● **Source passage**

....

Now, anyone who’s ever thought about it has come to the conclusion that balancing a points-buy system in a miniature game is a lot of work.  The only plausible reason anyone would go to all that trouble is to provide a level playing field (an endeavor in which different games have myriad levels of success) for play.  Why, then, do the designers of Flames of War explicitly encourage us to frequently throw that level playing field right out the window, starting right in the main rulebook with “The Destruction of Panzerbrigade 106”?

I don’t know the designers personally, but if I had to hazard a guess at the reason, it would be that the Second World War was far from fair itself.  The entire point of strategy, from production to grand maneuver to the strategic bombing for which the war would become famous, is to make tactical confrontations as unfair as possible in one’s favor.  (Sorry, businessmen and game bloggers; they’re not synonyms).  Of course, in the war we saw numerous examples of an army on the strategic defensive winning tactical victories or vice versa – the Soviets were hyperbolized as having “lost their way right to Berlin” – and matches in which the points are uneven allow us to see whether we can perform similar feats to the hundreds of real Hauptmaenner responsible for that quip.

....

● **Dataset**
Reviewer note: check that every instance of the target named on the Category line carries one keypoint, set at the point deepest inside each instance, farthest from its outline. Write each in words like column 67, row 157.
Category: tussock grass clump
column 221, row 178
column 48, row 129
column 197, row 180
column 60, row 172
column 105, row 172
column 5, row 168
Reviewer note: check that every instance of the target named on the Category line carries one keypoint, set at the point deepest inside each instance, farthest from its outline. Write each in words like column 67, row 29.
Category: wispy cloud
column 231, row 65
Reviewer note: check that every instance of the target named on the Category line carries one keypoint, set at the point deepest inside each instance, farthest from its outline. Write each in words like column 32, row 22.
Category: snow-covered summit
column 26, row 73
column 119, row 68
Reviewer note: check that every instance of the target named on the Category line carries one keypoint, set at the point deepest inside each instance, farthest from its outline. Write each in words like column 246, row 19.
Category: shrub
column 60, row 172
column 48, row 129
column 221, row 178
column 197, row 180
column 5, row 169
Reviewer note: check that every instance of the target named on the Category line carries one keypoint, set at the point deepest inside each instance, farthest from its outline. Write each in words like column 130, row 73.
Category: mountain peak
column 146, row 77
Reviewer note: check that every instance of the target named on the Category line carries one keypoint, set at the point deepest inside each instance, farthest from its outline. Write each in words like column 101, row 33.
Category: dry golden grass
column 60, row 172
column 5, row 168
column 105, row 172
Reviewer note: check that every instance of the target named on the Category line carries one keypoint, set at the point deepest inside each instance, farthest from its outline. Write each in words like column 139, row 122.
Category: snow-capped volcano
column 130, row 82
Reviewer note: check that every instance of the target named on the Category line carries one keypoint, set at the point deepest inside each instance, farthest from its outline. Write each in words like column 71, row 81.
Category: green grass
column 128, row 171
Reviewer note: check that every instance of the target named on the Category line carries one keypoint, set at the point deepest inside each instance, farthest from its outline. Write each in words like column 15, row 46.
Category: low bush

....

● **Required actions**
1 – In the Flames of War passage, which scenario in the main rulebook is given as the first example of the designers setting aside a level playing field?
2 – Duplicate everything in the Flames of War passage from "I don’t know" down to "for that quip.".

● **Replies**
1 – “The Destruction of Panzerbrigade 106.”

2 –
I don’t know the designers personally, but if I had to hazard a guess at the reason, it would be that the Second World War was far from fair itself.  The entire point of strategy, from production to grand maneuver to the strategic bombing for which the war would become famous, is to make tactical confrontations as unfair as possible in one’s favor.  (Sorry, businessmen and game bloggers; they’re not synonyms).  Of course, in the war we saw numerous examples of an army on the strategic defensive winning tactical victories or vice versa – the Soviets were hyperbolized as having “lost their way right to Berlin” – and matches in which the points are uneven allow us to see whether we can perform similar feats to the hundreds of real Hauptmaenner responsible for that quip.